◆ **WORK TO DO**
Copy each of the records below word for word.

**** RECORDED DATA ****

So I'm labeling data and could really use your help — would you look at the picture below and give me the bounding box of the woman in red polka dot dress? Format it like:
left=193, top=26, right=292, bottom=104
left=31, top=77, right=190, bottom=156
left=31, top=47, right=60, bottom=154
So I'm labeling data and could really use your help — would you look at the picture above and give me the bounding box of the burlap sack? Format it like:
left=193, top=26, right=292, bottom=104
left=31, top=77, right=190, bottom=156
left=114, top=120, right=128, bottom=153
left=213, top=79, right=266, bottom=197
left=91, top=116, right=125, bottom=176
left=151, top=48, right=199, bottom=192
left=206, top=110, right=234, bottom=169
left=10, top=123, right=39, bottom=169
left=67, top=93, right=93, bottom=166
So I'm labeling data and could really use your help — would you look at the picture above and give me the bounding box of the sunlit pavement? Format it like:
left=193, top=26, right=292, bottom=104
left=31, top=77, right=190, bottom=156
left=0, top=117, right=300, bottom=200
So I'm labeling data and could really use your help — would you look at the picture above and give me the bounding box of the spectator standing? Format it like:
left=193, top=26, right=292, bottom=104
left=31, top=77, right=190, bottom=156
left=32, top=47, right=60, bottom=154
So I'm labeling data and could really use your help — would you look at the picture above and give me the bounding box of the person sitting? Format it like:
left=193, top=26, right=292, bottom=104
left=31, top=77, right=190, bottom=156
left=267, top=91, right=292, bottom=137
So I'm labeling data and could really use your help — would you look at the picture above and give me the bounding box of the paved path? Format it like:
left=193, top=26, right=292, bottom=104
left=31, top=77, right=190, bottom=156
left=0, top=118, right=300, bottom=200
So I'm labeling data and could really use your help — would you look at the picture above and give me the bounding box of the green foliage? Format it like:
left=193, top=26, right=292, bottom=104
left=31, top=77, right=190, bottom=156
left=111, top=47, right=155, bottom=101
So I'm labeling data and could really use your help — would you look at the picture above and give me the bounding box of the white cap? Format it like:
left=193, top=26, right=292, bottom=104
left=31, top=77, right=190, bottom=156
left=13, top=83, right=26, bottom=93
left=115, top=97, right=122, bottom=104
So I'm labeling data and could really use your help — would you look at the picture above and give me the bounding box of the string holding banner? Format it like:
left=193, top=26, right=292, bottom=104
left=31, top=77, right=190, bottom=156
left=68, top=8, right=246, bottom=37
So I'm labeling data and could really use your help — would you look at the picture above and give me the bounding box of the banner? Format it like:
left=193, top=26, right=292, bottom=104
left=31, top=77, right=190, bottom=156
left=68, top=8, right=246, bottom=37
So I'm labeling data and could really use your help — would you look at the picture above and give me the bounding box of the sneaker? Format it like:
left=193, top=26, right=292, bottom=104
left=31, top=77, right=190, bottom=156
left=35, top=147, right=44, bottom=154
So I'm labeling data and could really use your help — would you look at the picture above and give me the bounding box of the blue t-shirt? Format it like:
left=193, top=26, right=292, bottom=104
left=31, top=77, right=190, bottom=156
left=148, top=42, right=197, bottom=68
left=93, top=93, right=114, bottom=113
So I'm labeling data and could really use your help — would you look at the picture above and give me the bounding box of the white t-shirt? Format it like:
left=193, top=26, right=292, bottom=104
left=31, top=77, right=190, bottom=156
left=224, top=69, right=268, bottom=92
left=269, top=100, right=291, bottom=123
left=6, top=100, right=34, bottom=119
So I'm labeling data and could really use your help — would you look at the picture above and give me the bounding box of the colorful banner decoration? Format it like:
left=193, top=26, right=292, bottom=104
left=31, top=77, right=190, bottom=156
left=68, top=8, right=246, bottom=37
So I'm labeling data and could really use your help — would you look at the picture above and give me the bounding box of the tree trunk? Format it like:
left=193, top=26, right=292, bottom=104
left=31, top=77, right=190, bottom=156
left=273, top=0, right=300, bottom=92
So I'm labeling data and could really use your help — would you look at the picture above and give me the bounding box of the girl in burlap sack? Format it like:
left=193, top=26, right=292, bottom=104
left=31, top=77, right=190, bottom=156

****

◆ **RESPONSE FOR THIS EXERCISE**
So I'm labeling data and could really use your help — would you look at the picture below and give me the bounding box of the woman in red polka dot dress? Format it like:
left=193, top=26, right=292, bottom=104
left=31, top=77, right=190, bottom=156
left=31, top=47, right=60, bottom=154
So I'm labeling data and could really use your help — would you look at the picture above and give me the bounding box of the burlap sack? Format it like:
left=193, top=26, right=292, bottom=104
left=31, top=77, right=190, bottom=156
left=114, top=120, right=128, bottom=153
left=213, top=79, right=266, bottom=197
left=91, top=116, right=125, bottom=176
left=151, top=48, right=199, bottom=192
left=206, top=110, right=234, bottom=169
left=10, top=123, right=39, bottom=169
left=67, top=93, right=93, bottom=166
So I'm labeling data and could really use your help — would you look at the picture above and give me the bounding box of the sunlit pavement? Format it like:
left=193, top=26, right=292, bottom=104
left=31, top=77, right=190, bottom=156
left=0, top=117, right=300, bottom=200
So I'm labeling data and could really use your help — would you look at the picture above and give me the bounding box of the spectator standing? Format it like:
left=193, top=26, right=292, bottom=104
left=31, top=77, right=190, bottom=156
left=32, top=47, right=60, bottom=154
So I'm labeling data and could really use your help — would you look at the picture above and give me the bounding box of the person sitting? Format it like:
left=193, top=26, right=292, bottom=104
left=31, top=77, right=190, bottom=156
left=267, top=91, right=292, bottom=137
So I'm labeling data and could really use your help — would you look at the picture above and give me the bounding box of the paved path? Format it like:
left=193, top=26, right=292, bottom=104
left=31, top=77, right=190, bottom=156
left=0, top=118, right=300, bottom=200
So I'm labeling data and could really use your help — would you look at the picture above and give me the bounding box of the green foliage? Format it like:
left=193, top=26, right=292, bottom=104
left=31, top=77, right=190, bottom=156
left=111, top=47, right=155, bottom=101
So I'm labeling data and could really use your help — would you look at the picture above and give me the bounding box of the white cap? Format it like:
left=193, top=26, right=292, bottom=104
left=31, top=77, right=190, bottom=156
left=13, top=83, right=26, bottom=93
left=115, top=97, right=122, bottom=104
So I'm labeling data and could really use your help — would you look at the picture above and give me the bounding box of the string holding banner? Format it like:
left=193, top=26, right=292, bottom=104
left=31, top=77, right=190, bottom=156
left=68, top=8, right=246, bottom=37
So I'm labeling data and could really use your help — would you look at the picture above and give me the bounding box of the banner? Format it like:
left=193, top=26, right=292, bottom=104
left=31, top=77, right=190, bottom=156
left=68, top=8, right=246, bottom=37
So I'm labeling data and could really use your help — would you look at the picture above and give me the bounding box of the sneaker? Format it like:
left=193, top=26, right=292, bottom=104
left=31, top=77, right=190, bottom=156
left=35, top=147, right=44, bottom=154
So I'm labeling data and could really use your help — would you look at the picture above and give me the bounding box of the blue t-shirt? Format it like:
left=193, top=26, right=292, bottom=104
left=31, top=77, right=190, bottom=156
left=148, top=42, right=197, bottom=68
left=93, top=93, right=114, bottom=113
So I'm labeling data and could really use your help — would you look at the picture above and give me the bounding box of the white t-shirt? Format it like:
left=193, top=26, right=292, bottom=104
left=31, top=77, right=190, bottom=156
left=224, top=69, right=268, bottom=92
left=269, top=100, right=291, bottom=123
left=6, top=100, right=34, bottom=119
So I'm labeling data and could really use your help — would you look at the picture above and give me the bounding box of the colorful banner decoration? Format it like:
left=193, top=26, right=292, bottom=104
left=31, top=77, right=190, bottom=156
left=68, top=8, right=246, bottom=37
So I'm labeling data and could really use your help — would you look at the picture above and give me the bounding box of the tree trunk? Format it like:
left=193, top=26, right=292, bottom=104
left=31, top=77, right=190, bottom=156
left=273, top=0, right=300, bottom=92
So I'm labeling data and could really use your help — would you look at the picture above and give me the bounding box of the girl in burlap sack? Format it like:
left=193, top=26, right=292, bottom=104
left=31, top=77, right=190, bottom=156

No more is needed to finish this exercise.